> ФОРМУЛИРОВКА ЗАДАНИЯ 1
Выпишите из приведённого ниже текста об итальянском гуманизме фрагмент, начиная с «Эстетика Возрождения» и до «Италии XV века.» включительно.

> ТЕКСТ СТРАНИЦЫ
■ ■ ■ ■
Эстетика Возрождения
Третий тип итальянского гуманизма XV века — это неаполитанский гуманизм, связанный с именами Джованни Джовиано Понтано (1429—1503) и Томмазо Гварда–ти (ок. 1420—1475), больше известного под именем Ма–зуччо из Салерно. Историки Возрождения говорят о гораздо большей склонности их к политике и языческому материализму. Однако это совмещалось здесь с большой общественно–политической отсталостью тогдашнего неаполитанского государства в сравнении с прочими режимами Италии XV века.
Все эти формы итальянского гуманизма XV века относятся не столько к истории эстетики Ренессанса, сколько к общественно–политической атмосфере эстетики. Гуманисты, несомненно, укрепляли веру в земного человека, хотя почти уже не выдвигали аргументов о божественном человеке, которыми на все лады пользовались чистые итальянские неоплатоники. Если понимать гуманизм как освободительное гражданское направление и как прогрессивную общественно–политическую теорию, то такого рода практицизм являлся яркой противоположностью неоплатонической умозрительной эстетики Ренессанса. Но если этот гуманизм понимать в широком и неопределенном смысле практического жизнеутверждения и либерализма, то такой гуманизм в Италии в эпоху Ренессанса был решительно везде. И не по этому признаку нужно говорить здесь о значении итальянского гуманизма. Но, выдвигая в итальянском гуманизме XV века на первый план методы практически светского устроения жизни, мы начинаем замечать, что такой гуманизм быстро начинает перерастать в возрожденческие формы мысли. Так, Ренессанс не абсолютизировал материализм, но гуманисты иной раз пробовали переходить на чисто материалистические позиции, что характерно было только для последующих веков. Ренессанс не был язычеством, но некоторые гуманисты заходили довольно далеко в заигрывании с античной религией. Ренессанс не был проповедью абсолютной монархии. Некоторые же гуманисты слишком рьяно защищали свой культ сильной личности, граничивший с теорией именно абсолютистской государственности.
■ ■ ■ ■
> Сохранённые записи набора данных

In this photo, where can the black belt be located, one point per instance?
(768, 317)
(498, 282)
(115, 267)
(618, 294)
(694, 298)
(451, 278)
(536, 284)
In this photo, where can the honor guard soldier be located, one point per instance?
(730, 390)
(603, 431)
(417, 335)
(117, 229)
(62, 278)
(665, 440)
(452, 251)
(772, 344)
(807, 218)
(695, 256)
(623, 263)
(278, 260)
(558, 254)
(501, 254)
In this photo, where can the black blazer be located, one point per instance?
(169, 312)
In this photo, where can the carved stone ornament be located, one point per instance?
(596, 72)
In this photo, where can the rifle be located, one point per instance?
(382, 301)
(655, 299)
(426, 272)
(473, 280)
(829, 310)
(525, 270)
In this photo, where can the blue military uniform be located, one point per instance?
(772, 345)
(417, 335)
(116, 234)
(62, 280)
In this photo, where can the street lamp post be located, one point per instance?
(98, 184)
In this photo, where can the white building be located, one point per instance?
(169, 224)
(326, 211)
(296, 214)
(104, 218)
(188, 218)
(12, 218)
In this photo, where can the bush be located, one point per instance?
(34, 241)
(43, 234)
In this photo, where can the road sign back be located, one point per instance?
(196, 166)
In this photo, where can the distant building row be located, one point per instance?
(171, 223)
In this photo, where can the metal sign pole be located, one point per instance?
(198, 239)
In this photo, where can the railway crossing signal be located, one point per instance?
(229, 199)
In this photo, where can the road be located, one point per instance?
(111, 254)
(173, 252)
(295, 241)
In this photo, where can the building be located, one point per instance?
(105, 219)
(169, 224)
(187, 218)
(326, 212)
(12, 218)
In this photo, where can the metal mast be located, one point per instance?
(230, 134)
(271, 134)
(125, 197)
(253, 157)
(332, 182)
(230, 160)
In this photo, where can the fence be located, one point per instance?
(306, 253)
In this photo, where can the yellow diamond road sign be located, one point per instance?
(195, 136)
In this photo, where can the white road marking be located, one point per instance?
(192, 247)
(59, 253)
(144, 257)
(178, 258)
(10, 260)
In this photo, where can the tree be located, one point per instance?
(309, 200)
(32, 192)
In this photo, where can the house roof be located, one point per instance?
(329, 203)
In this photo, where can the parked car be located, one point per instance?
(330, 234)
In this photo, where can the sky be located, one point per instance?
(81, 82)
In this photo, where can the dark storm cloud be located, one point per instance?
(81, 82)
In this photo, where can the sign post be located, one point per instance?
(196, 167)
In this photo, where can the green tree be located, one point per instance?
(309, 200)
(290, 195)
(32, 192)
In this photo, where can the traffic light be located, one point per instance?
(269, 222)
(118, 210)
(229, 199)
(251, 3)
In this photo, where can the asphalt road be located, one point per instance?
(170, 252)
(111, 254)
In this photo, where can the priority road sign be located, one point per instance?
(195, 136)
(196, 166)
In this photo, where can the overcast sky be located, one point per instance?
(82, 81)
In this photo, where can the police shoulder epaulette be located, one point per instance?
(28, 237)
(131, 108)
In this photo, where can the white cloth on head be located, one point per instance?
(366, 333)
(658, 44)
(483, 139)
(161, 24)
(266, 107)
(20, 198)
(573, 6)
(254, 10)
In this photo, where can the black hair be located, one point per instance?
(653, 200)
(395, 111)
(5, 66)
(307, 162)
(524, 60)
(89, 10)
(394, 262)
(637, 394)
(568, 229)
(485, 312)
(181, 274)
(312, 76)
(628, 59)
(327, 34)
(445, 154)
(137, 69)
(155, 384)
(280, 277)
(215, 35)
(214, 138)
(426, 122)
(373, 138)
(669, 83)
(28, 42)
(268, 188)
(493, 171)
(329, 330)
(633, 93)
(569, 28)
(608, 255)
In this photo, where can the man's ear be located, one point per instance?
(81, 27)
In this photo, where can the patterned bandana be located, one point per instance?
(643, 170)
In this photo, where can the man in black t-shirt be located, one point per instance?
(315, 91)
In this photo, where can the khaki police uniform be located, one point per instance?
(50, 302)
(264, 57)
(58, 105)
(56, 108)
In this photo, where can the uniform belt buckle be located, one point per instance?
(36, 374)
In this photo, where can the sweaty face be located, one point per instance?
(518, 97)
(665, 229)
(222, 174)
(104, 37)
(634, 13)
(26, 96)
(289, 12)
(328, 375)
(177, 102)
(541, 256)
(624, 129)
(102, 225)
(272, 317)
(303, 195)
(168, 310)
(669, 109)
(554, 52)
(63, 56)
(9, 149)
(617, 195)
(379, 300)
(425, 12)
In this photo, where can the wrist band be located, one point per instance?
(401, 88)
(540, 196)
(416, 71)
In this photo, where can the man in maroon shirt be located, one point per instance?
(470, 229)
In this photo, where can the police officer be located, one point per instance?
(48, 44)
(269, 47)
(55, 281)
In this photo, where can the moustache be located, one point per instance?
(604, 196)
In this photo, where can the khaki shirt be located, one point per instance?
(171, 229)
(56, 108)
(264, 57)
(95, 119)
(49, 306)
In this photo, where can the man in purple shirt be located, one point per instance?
■ ■ ■ ■
> ФОРМУЛИРОВКА ЗАДАНИЯ 2
Найдите в записях все строки, где встречается слово «post», и выпишите их. Регистр учитывается.

> ПИСЬМЕННОЕ РЕШЕНИЕ 1
Эстетика Возрождения
Третий тип итальянского гуманизма XV века — это неаполитанский гуманизм, связанный с именами Джованни Джовиано Понтано (1429—1503) и Томмазо Гварда–ти (ок. 1420—1475), больше известного под именем Ма–зуччо из Салерно. Историки Возрождения говорят о гораздо большей склонности их к политике и языческому материализму. Однако это совмещалось здесь с большой общественно–политической отсталостью тогдашнего неаполитанского государства в сравнении с прочими режимами Италии XV века.

> ПИСЬМЕННОЕ РЕШЕНИЕ 2
In this photo, where can the street lamp post be located, one point per instance?
In this photo, where can the sign post be located, one point per instance?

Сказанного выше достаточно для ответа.